> _Stated task_
Reproduce exactly the span of lines beginning at the one with "outline white support column, every instance" and ending at the last line of the data below, omitting pictures.

> _Data entries_
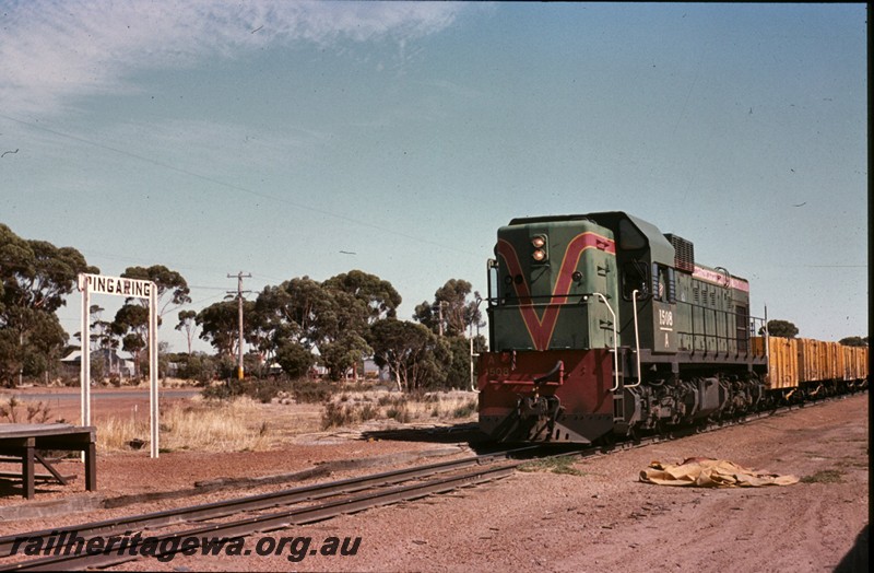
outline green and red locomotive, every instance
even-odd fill
[[[498,441],[594,443],[866,384],[841,359],[772,386],[749,283],[627,213],[515,219],[488,267],[480,426]]]

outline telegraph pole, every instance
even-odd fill
[[[239,305],[239,334],[237,338],[237,379],[243,379],[243,279],[250,279],[252,276],[249,273],[244,274],[239,271],[237,274],[228,274],[228,279],[237,278],[237,304]],[[234,294],[234,291],[227,291],[228,294]],[[246,291],[249,292],[249,291]]]

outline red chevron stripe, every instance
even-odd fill
[[[582,254],[589,248],[599,248],[605,253],[616,254],[616,245],[612,239],[592,232],[580,233],[570,239],[570,243],[568,243],[565,249],[562,265],[558,267],[558,278],[553,288],[552,300],[543,311],[543,316],[538,316],[516,248],[507,241],[503,238],[498,239],[497,253],[504,258],[507,270],[510,271],[510,276],[513,278],[521,276],[523,279],[519,284],[513,281],[513,290],[519,297],[519,312],[522,315],[522,321],[528,329],[532,342],[534,342],[535,350],[546,350],[550,348],[550,341],[553,338],[555,325],[558,323],[558,314],[562,311],[560,305],[567,303],[570,286],[574,283],[574,271],[577,269]]]

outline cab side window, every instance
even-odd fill
[[[631,300],[631,294],[637,291],[637,297],[642,299],[649,293],[649,269],[640,260],[626,262],[622,269],[622,296]]]
[[[674,269],[658,262],[652,264],[652,297],[671,304],[676,302]]]

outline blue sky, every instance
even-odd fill
[[[625,210],[755,315],[867,334],[864,4],[0,8],[0,221],[178,270],[191,308],[362,269],[409,318],[485,293],[510,219]]]

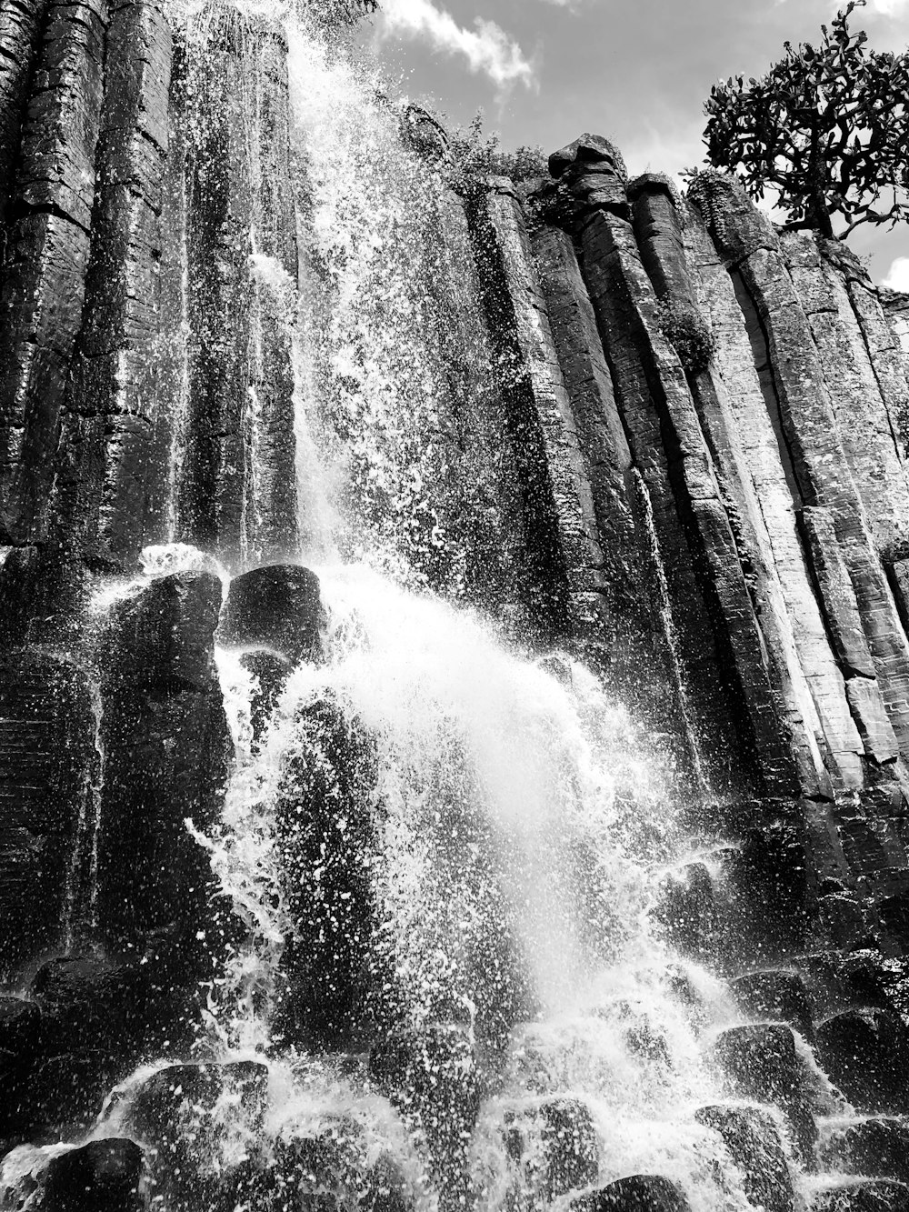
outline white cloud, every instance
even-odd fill
[[[891,263],[881,286],[890,286],[892,291],[909,293],[909,257],[897,257]]]
[[[438,51],[463,55],[471,72],[485,73],[499,88],[536,85],[521,47],[494,21],[476,17],[474,28],[465,29],[433,0],[384,0],[381,13],[383,32],[425,38]]]

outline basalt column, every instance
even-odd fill
[[[710,790],[791,795],[736,536],[690,384],[661,326],[631,225],[621,158],[582,136],[550,158],[538,199],[572,234],[611,370],[664,587],[663,627]],[[730,761],[730,755],[736,758]]]
[[[170,75],[171,32],[160,6],[118,8],[108,32],[91,257],[65,398],[58,508],[67,530],[120,556],[165,537],[171,408],[158,373]]]
[[[176,531],[225,558],[296,545],[296,221],[286,46],[235,10],[190,25],[175,96],[185,149],[187,417]]]
[[[101,132],[105,0],[51,4],[6,208],[0,295],[0,534],[41,537],[82,316]],[[28,34],[23,39],[28,41]],[[28,61],[28,47],[25,61]]]
[[[505,178],[469,207],[526,519],[527,591],[550,635],[602,647],[605,576],[590,484],[522,211]]]

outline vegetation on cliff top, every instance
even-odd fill
[[[848,18],[851,0],[817,46],[785,42],[759,80],[730,76],[704,105],[708,160],[737,171],[758,199],[776,190],[796,227],[833,236],[859,223],[909,218],[909,52],[867,48]]]

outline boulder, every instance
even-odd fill
[[[24,997],[0,996],[0,1074],[33,1056],[41,1030],[41,1011]]]
[[[375,971],[376,753],[333,698],[304,707],[275,802],[281,880],[296,926],[282,956],[280,1030],[305,1047],[365,1051]],[[318,877],[314,873],[318,871]]]
[[[654,916],[668,942],[693,957],[713,956],[718,907],[710,873],[703,863],[686,863],[664,876]]]
[[[259,742],[268,727],[278,696],[284,690],[291,662],[270,648],[253,648],[244,652],[240,664],[255,676],[256,685],[250,702],[253,738]]]
[[[797,972],[748,972],[730,981],[730,989],[748,1014],[788,1023],[808,1042],[813,1040],[811,999]]]
[[[824,1168],[909,1183],[909,1124],[891,1116],[857,1120],[821,1142]]]
[[[817,1128],[805,1062],[796,1051],[791,1028],[776,1023],[732,1027],[720,1031],[713,1051],[736,1094],[773,1103],[785,1114],[795,1150],[807,1160]]]
[[[200,1134],[215,1127],[224,1096],[250,1128],[256,1130],[262,1124],[268,1097],[268,1067],[257,1060],[167,1065],[138,1088],[127,1111],[127,1124],[154,1149],[191,1151]],[[195,1138],[188,1128],[195,1132]]]
[[[596,1180],[600,1140],[589,1109],[577,1098],[507,1108],[501,1134],[514,1172],[515,1206],[522,1191],[532,1191],[548,1207]]]
[[[230,582],[218,644],[270,648],[297,664],[319,652],[321,625],[316,574],[296,564],[268,564]]]
[[[210,572],[159,577],[114,605],[101,645],[97,924],[112,950],[166,953],[175,1007],[218,954],[216,881],[187,821],[211,834],[228,773],[221,596]]]
[[[242,1204],[267,1098],[268,1068],[255,1060],[168,1065],[144,1081],[125,1126],[150,1149],[152,1205],[233,1212]]]
[[[835,1183],[814,1193],[811,1212],[909,1212],[909,1187],[888,1179]]]
[[[24,997],[0,997],[0,1150],[24,1139],[32,1127],[27,1113],[30,1073],[38,1056],[41,1011]]]
[[[758,1107],[702,1107],[694,1119],[722,1137],[745,1195],[765,1212],[793,1212],[795,1189],[773,1116]]]
[[[142,1149],[132,1140],[91,1140],[52,1157],[41,1212],[142,1212]]]
[[[0,654],[0,976],[7,979],[72,942],[86,908],[78,859],[95,821],[96,701],[76,661],[38,648]]]
[[[802,830],[789,821],[749,829],[724,870],[737,933],[755,966],[799,950],[810,921]]]
[[[890,1006],[877,964],[868,955],[813,951],[796,956],[794,964],[805,981],[816,1021],[857,1005]]]
[[[882,1007],[842,1011],[817,1028],[818,1060],[857,1110],[909,1111],[909,1031]]]
[[[331,1114],[320,1117],[313,1136],[280,1136],[268,1161],[250,1170],[239,1194],[256,1212],[298,1207],[407,1212],[413,1207],[401,1167],[390,1154],[377,1154],[375,1142],[355,1120]]]
[[[661,1174],[631,1174],[582,1195],[571,1212],[690,1212],[685,1193]]]
[[[627,177],[624,160],[618,148],[602,135],[581,135],[573,142],[553,152],[549,172],[561,177],[572,165],[606,164],[619,177]]]
[[[18,1114],[36,1131],[87,1128],[121,1065],[135,1059],[128,970],[96,955],[62,955],[32,979],[41,1033]]]
[[[465,1200],[468,1147],[481,1097],[468,1030],[454,1023],[393,1028],[370,1051],[368,1071],[423,1130],[446,1206]]]

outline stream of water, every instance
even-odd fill
[[[268,1067],[256,1127],[268,1148],[354,1120],[358,1156],[393,1156],[408,1197],[433,1207],[425,1131],[343,1048],[288,1036],[288,955],[296,947],[302,962],[314,939],[343,942],[351,1039],[375,1024],[444,1023],[474,1050],[484,1097],[465,1164],[479,1207],[542,1210],[566,1197],[541,1177],[533,1150],[544,1148],[545,1108],[567,1099],[598,1142],[582,1187],[657,1173],[681,1185],[693,1212],[745,1210],[742,1173],[694,1119],[728,1100],[705,1054],[736,1011],[721,982],[671,951],[653,916],[659,879],[688,845],[671,771],[581,663],[524,651],[494,612],[467,604],[487,565],[501,604],[509,543],[502,418],[463,213],[402,145],[381,81],[298,18],[270,17],[290,45],[304,181],[299,290],[274,258],[257,252],[252,268],[292,350],[297,559],[319,576],[326,627],[321,659],[292,670],[258,738],[256,678],[241,653],[218,651],[235,759],[221,828],[196,836],[245,937],[207,991],[199,1054]],[[258,424],[258,401],[251,407]],[[468,431],[475,448],[465,452]],[[253,439],[255,453],[258,429]],[[255,470],[250,536],[264,482]],[[145,573],[199,559],[160,549]],[[315,851],[307,788],[322,779],[333,802],[331,781],[347,776],[337,754],[311,747],[314,719],[337,724],[344,760],[362,743],[335,840],[326,834]],[[341,870],[344,839],[353,873]],[[368,903],[350,888],[367,888]],[[128,1128],[131,1099],[154,1069],[122,1084],[95,1137]],[[525,1154],[515,1154],[515,1125],[528,1134]],[[225,1167],[250,1137],[224,1127],[206,1148]],[[36,1165],[18,1150],[11,1159],[7,1191]],[[304,1206],[316,1205],[286,1204]]]

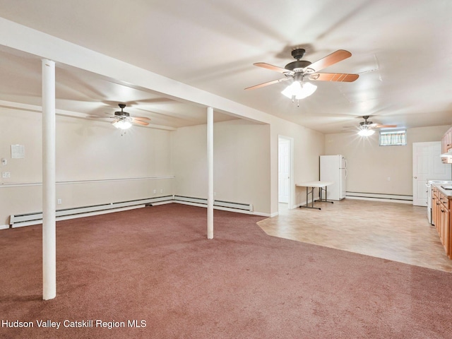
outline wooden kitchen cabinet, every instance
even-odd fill
[[[451,206],[452,196],[446,195],[434,186],[432,196],[432,221],[450,259],[452,259]]]

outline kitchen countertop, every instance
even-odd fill
[[[446,185],[444,184],[434,184],[434,183],[432,184],[432,185],[437,188],[439,190],[439,191],[443,194],[444,194],[446,196],[447,196],[448,198],[452,199],[452,189],[445,189],[442,187],[443,186],[451,186],[452,185],[451,185],[450,184]]]

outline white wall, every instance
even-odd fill
[[[347,158],[347,191],[411,196],[412,143],[440,141],[448,127],[408,129],[406,146],[379,146],[378,133],[368,138],[355,133],[327,134],[325,155]]]
[[[214,124],[215,199],[252,203],[256,213],[270,212],[270,126],[237,119]],[[207,198],[207,126],[174,132],[174,191]]]
[[[57,209],[172,194],[172,132],[133,126],[121,136],[109,124],[58,116],[56,129]],[[25,146],[25,158],[11,159],[12,144]],[[11,173],[0,178],[1,225],[42,210],[40,114],[0,109],[0,157]]]

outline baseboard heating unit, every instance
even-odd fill
[[[412,196],[400,194],[383,194],[381,193],[347,192],[345,198],[386,201],[393,203],[412,203]]]
[[[88,217],[98,214],[110,213],[120,210],[138,208],[156,203],[179,203],[189,205],[207,206],[207,199],[191,198],[182,196],[165,196],[146,199],[131,200],[119,203],[104,203],[90,206],[77,207],[56,210],[56,220],[73,219],[75,218]],[[235,210],[237,212],[253,212],[253,205],[249,203],[232,203],[229,201],[215,201],[213,206],[217,209]],[[9,226],[20,227],[42,223],[42,212],[11,215],[9,218]]]
[[[174,196],[174,202],[180,203],[191,203],[198,204],[199,206],[207,205],[207,199],[201,198],[191,198],[189,196]],[[246,210],[248,212],[253,211],[253,205],[251,203],[233,203],[230,201],[222,201],[215,200],[213,201],[213,207],[230,208],[232,210]]]
[[[152,205],[153,203],[172,202],[172,199],[173,196],[165,196],[146,199],[131,200],[129,201],[121,201],[119,203],[104,203],[101,205],[93,205],[91,206],[66,208],[63,210],[56,210],[56,215],[57,220],[63,220],[73,218],[130,210],[139,207],[145,207],[145,206]],[[12,227],[20,227],[22,226],[29,226],[30,225],[41,223],[42,223],[42,212],[16,214],[11,215],[9,218],[9,225]]]

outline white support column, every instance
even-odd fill
[[[207,109],[207,239],[213,239],[213,109]]]
[[[42,299],[56,296],[55,63],[42,59]]]

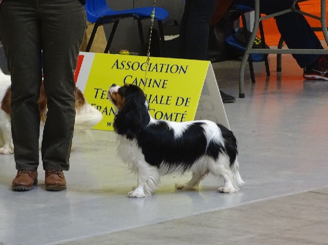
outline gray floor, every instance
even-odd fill
[[[225,104],[238,140],[239,192],[174,189],[190,176],[161,178],[149,198],[127,197],[136,177],[116,155],[115,137],[93,131],[75,141],[68,189],[10,190],[13,156],[0,156],[0,245],[328,244],[328,82],[304,81],[290,55],[282,72],[247,71],[246,98]],[[237,96],[240,61],[213,64],[220,88]]]

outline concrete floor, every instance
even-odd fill
[[[198,191],[174,189],[168,175],[152,197],[129,199],[135,176],[116,154],[112,132],[75,141],[67,190],[14,192],[12,155],[0,156],[0,245],[328,244],[328,82],[306,81],[289,55],[271,75],[246,71],[244,99],[225,104],[238,141],[245,184],[216,191],[212,176]],[[213,63],[219,86],[237,96],[240,61]]]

> _Problem solution_
outline white support column, every instance
even-odd fill
[[[207,109],[207,239],[213,239],[213,109]]]
[[[42,299],[56,296],[55,63],[42,59]]]

outline gray floor, every instance
even-odd fill
[[[225,104],[238,140],[239,192],[174,189],[190,176],[161,178],[149,198],[127,197],[136,177],[116,155],[115,137],[93,131],[75,141],[68,189],[10,190],[13,156],[0,156],[0,245],[328,244],[328,82],[304,81],[290,55],[282,72],[247,71],[246,98]],[[237,96],[240,61],[213,64],[220,88]]]

outline concrete floor, every instance
even-odd fill
[[[198,191],[174,189],[168,175],[152,197],[129,199],[135,176],[116,154],[112,132],[75,141],[67,190],[14,192],[12,155],[0,156],[0,245],[328,244],[328,82],[306,81],[289,55],[271,75],[246,71],[244,99],[225,104],[238,141],[245,184],[216,191],[212,176]],[[213,63],[219,86],[237,96],[240,61]]]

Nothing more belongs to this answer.